Ítems proporcionados:
━━━

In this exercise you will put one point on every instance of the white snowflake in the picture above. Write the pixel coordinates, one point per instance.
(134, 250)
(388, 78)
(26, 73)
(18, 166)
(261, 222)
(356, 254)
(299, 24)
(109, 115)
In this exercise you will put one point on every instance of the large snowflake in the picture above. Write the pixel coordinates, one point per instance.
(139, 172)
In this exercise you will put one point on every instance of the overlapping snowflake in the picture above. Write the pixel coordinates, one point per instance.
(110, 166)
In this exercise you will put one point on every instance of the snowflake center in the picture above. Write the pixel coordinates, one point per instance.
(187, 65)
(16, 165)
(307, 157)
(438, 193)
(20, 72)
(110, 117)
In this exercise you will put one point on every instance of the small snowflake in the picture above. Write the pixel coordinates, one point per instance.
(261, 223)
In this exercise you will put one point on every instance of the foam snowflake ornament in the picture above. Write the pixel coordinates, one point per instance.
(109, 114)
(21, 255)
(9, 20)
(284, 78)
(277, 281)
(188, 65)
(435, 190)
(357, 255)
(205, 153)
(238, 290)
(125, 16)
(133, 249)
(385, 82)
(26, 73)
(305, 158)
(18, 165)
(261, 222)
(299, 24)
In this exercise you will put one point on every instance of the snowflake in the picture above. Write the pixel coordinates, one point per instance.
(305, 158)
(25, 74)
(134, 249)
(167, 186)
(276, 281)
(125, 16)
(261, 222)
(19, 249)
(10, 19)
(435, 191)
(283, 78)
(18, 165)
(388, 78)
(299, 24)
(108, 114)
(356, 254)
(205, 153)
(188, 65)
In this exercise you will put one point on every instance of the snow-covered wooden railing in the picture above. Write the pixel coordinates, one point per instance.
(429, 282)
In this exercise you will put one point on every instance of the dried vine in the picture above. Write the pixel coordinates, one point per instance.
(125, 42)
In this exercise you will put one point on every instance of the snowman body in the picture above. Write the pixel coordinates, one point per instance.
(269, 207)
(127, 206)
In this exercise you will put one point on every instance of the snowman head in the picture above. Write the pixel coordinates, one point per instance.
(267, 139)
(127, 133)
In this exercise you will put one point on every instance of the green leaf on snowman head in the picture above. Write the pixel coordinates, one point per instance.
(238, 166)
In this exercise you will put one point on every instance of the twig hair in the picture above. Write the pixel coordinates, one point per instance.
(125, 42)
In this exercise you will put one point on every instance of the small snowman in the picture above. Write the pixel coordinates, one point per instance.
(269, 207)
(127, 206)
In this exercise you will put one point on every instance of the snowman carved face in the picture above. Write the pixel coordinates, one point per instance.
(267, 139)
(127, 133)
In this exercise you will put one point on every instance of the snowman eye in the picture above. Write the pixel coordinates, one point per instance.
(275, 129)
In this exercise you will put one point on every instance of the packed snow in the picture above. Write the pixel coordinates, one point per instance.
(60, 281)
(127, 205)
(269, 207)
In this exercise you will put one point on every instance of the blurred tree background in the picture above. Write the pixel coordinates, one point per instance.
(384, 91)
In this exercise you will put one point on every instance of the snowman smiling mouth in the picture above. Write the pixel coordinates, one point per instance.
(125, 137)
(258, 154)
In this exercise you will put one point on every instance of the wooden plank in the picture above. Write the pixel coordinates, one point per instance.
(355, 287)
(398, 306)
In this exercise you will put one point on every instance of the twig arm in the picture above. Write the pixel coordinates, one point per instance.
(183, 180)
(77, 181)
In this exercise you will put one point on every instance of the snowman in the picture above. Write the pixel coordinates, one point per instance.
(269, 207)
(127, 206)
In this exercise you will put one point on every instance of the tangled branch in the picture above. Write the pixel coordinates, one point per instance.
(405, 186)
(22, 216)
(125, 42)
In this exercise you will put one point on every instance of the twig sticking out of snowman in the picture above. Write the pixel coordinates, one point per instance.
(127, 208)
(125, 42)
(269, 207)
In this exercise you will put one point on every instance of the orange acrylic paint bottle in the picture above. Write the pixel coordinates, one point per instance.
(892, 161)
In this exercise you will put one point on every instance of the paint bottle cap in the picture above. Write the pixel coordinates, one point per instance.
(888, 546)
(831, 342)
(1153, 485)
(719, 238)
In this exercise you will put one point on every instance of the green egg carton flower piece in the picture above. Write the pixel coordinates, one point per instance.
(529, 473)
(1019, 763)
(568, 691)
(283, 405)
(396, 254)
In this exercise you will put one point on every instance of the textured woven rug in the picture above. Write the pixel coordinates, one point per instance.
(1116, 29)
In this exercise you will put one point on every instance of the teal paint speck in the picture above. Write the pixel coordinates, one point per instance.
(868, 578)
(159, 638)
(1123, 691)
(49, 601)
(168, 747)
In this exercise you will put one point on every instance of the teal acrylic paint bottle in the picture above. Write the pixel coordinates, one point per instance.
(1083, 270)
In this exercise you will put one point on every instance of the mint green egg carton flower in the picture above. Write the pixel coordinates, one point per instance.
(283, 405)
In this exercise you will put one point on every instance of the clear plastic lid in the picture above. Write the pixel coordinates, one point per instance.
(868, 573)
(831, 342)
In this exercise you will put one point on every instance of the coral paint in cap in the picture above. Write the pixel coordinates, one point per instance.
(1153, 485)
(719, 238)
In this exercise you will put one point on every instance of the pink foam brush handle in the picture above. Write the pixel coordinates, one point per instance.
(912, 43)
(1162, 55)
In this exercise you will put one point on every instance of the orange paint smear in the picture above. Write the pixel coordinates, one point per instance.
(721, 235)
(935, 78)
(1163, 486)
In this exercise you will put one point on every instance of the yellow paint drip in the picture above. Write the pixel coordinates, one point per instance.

━━━

Qué se pide: Escala las coordenadas de las respuestas en los ítems de arriba, empezando en la línea que contiene "the teal paint" y terminando en la que contiene "(1083, 270)", ambas incluidas. Reescribe completas solo esas líneas, sin omitir ninguna, con cada coordenada multiplicada por 1,65 y redondeada al entero más cercano, con las mitades hacia arriba.

Respuesta del ejercicio:
In this exercise you will put one point on every instance of the teal paint speck in the picture above. Write the pixel coordinates, one point per instance.
(1432, 954)
(262, 1053)
(1853, 1140)
(81, 992)
(277, 1233)
In this exercise you will put one point on every instance of the teal acrylic paint bottle in the picture above. Write the pixel coordinates, one point per instance.
(1787, 446)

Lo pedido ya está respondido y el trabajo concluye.